Pointing records:
========================

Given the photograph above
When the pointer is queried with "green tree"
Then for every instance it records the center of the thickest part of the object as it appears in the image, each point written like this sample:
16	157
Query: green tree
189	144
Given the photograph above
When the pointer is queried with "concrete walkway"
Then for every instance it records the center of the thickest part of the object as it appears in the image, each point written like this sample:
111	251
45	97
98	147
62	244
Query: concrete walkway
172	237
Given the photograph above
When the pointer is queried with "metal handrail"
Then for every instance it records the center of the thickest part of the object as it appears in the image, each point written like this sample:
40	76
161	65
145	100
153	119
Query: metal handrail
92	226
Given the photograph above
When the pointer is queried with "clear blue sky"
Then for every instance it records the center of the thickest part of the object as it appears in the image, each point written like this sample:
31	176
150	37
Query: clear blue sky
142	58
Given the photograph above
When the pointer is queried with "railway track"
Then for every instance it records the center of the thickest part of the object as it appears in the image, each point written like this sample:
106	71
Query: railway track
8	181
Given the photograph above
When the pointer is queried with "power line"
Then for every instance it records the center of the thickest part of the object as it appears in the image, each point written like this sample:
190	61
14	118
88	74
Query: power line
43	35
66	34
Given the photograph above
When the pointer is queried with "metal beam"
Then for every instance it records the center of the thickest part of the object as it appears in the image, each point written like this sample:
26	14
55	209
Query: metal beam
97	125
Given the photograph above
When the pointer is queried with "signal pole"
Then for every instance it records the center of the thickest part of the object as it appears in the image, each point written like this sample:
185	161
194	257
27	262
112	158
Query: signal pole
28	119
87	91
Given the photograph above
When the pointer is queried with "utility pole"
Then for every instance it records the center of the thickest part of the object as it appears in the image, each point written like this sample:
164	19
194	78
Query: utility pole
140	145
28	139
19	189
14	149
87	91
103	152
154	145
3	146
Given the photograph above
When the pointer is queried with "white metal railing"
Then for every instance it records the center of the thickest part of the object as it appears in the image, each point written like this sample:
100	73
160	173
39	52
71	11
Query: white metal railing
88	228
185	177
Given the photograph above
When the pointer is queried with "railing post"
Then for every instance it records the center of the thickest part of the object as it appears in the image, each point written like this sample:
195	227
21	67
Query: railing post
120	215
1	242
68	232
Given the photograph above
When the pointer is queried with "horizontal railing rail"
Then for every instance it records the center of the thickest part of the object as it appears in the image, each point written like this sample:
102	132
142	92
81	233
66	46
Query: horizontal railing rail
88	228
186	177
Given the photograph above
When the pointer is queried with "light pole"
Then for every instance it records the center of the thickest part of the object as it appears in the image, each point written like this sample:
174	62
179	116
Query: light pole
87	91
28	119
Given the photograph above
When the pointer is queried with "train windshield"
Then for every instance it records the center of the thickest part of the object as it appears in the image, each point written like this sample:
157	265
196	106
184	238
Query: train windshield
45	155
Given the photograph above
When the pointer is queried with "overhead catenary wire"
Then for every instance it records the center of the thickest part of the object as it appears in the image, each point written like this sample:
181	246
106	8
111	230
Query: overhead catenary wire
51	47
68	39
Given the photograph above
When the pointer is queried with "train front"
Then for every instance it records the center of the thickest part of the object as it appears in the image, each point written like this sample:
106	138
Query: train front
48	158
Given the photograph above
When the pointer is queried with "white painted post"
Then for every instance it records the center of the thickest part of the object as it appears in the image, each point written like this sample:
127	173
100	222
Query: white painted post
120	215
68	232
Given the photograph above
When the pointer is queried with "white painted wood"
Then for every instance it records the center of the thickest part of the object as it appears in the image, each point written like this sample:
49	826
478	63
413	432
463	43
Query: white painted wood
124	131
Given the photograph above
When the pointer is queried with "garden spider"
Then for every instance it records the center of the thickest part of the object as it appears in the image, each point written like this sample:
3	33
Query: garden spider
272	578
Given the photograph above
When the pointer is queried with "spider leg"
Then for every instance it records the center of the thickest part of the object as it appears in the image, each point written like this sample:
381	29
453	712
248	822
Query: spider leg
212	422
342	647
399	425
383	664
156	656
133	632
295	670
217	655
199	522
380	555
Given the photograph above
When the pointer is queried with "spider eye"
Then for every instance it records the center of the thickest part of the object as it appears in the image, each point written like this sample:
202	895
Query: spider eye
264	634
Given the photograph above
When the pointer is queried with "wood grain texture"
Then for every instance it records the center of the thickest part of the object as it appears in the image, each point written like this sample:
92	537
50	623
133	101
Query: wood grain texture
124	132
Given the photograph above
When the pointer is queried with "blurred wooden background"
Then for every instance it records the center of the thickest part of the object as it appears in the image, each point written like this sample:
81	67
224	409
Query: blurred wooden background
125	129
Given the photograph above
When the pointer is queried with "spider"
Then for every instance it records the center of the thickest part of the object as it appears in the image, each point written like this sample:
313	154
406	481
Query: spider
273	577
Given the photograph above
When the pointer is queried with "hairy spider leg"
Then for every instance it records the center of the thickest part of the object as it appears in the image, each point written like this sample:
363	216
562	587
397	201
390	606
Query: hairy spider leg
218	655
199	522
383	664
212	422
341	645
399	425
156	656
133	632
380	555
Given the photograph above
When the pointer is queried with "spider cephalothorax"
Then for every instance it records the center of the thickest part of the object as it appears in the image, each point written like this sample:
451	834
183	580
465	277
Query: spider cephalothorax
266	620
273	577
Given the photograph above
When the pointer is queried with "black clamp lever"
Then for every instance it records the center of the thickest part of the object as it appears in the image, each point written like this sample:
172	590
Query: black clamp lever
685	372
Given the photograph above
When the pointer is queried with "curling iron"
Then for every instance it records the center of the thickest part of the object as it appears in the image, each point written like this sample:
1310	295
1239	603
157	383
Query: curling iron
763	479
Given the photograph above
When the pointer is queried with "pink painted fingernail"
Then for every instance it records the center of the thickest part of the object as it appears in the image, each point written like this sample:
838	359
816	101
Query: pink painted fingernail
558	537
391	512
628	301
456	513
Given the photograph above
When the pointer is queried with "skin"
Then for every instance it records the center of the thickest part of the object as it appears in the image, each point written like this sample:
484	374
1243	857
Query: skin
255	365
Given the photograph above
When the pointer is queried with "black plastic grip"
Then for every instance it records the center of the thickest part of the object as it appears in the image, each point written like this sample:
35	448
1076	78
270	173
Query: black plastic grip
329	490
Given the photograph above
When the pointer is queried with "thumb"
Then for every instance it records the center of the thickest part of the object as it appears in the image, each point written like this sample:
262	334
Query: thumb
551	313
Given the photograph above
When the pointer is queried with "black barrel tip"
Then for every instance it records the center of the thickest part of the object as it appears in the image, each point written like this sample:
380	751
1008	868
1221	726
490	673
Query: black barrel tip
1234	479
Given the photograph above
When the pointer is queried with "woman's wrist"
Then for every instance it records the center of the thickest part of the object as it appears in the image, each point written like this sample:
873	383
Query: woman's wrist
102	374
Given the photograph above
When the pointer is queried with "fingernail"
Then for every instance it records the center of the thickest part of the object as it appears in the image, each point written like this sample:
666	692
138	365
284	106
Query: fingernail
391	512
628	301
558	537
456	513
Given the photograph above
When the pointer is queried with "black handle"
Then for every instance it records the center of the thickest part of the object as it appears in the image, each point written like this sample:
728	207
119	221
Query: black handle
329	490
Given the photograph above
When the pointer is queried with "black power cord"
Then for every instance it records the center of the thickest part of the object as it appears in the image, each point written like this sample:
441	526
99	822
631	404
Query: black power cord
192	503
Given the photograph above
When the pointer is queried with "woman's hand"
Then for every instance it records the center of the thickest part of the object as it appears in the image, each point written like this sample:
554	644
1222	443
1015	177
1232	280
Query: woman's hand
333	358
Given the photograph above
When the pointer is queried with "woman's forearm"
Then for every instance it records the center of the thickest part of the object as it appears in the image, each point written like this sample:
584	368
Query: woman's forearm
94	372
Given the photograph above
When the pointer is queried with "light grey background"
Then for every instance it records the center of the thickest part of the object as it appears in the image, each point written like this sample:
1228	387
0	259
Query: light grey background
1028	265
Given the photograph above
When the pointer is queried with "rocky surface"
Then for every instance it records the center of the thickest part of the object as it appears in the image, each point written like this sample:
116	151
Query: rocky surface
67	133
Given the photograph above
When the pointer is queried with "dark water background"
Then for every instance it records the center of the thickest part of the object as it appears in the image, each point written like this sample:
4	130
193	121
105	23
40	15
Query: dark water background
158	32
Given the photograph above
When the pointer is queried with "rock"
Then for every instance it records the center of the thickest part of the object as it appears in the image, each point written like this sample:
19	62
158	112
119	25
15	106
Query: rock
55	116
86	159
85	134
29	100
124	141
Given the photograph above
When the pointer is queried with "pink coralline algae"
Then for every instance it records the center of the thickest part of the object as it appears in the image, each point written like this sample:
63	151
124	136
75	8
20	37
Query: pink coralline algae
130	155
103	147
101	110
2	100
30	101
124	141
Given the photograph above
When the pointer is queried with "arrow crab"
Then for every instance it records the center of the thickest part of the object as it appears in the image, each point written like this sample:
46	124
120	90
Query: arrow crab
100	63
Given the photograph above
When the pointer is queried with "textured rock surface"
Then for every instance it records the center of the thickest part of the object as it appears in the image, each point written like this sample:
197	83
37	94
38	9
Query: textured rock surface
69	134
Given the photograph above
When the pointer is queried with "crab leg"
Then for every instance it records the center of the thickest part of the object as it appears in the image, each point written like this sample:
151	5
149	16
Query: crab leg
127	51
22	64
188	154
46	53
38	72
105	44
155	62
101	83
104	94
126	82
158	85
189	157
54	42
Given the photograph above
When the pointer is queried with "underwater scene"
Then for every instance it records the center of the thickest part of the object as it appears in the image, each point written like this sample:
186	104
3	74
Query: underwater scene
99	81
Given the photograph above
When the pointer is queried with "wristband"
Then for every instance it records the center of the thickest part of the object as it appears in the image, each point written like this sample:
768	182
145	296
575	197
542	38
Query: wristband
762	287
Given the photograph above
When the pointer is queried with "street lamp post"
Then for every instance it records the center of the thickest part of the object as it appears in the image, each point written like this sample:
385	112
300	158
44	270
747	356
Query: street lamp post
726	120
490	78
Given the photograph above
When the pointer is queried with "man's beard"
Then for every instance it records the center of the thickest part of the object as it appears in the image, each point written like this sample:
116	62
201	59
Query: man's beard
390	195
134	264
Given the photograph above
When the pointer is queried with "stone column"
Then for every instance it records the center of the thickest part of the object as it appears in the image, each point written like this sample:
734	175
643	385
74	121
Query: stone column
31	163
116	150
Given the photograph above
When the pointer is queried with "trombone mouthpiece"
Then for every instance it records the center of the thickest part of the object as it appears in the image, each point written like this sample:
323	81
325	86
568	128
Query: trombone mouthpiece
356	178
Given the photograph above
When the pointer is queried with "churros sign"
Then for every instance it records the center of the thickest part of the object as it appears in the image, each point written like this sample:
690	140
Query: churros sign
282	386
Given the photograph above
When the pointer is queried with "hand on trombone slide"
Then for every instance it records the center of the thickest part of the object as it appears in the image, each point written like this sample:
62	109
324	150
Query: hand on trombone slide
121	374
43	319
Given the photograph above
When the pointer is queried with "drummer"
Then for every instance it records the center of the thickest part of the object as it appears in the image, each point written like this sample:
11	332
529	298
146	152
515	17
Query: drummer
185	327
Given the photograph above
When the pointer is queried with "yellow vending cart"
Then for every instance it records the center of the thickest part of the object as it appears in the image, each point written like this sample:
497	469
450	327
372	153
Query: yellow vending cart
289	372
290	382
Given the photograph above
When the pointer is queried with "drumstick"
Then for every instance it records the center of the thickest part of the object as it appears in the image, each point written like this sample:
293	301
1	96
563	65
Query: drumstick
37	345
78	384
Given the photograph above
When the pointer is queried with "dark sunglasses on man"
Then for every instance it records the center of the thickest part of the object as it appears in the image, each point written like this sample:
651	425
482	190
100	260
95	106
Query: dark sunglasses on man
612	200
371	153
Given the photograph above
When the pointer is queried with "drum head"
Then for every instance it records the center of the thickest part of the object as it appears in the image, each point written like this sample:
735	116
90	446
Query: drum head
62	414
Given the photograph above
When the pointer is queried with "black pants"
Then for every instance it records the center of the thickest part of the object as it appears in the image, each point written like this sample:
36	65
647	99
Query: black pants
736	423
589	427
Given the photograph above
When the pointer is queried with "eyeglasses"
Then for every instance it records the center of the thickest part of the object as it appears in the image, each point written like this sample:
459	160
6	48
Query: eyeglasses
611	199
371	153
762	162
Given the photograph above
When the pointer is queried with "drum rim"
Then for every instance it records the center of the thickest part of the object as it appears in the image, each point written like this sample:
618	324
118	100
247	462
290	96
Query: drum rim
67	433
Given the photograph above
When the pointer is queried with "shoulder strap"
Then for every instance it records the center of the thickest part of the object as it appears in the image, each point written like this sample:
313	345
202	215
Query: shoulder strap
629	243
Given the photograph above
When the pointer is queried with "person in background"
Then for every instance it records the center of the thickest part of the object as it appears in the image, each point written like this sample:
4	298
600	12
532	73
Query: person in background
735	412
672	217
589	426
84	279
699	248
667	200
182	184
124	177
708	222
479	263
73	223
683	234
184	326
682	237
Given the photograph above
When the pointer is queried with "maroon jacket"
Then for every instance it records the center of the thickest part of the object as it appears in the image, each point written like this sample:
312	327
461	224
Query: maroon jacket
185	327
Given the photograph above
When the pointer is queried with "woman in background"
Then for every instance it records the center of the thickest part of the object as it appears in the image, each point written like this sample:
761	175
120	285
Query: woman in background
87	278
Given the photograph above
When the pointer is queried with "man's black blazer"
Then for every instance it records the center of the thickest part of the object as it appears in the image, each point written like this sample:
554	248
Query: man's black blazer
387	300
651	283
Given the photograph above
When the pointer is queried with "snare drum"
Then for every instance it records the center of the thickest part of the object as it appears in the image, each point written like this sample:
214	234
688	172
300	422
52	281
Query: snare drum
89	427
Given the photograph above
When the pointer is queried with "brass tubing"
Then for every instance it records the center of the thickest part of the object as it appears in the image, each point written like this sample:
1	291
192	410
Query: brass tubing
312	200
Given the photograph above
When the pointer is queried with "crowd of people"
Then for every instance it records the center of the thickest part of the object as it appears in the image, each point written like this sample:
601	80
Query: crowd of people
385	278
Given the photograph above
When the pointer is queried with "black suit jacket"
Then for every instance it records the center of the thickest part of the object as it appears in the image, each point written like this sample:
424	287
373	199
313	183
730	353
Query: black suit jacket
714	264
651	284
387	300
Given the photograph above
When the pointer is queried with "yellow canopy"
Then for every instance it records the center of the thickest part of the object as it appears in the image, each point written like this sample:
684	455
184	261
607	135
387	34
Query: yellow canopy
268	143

========================

## WHAT THE TASK ASKS
List every line in the records above that contains the string "windshield".

## SOLUTION TO THIS EXERCISE
When the pointer is queried with "train windshield"
Query: train windshield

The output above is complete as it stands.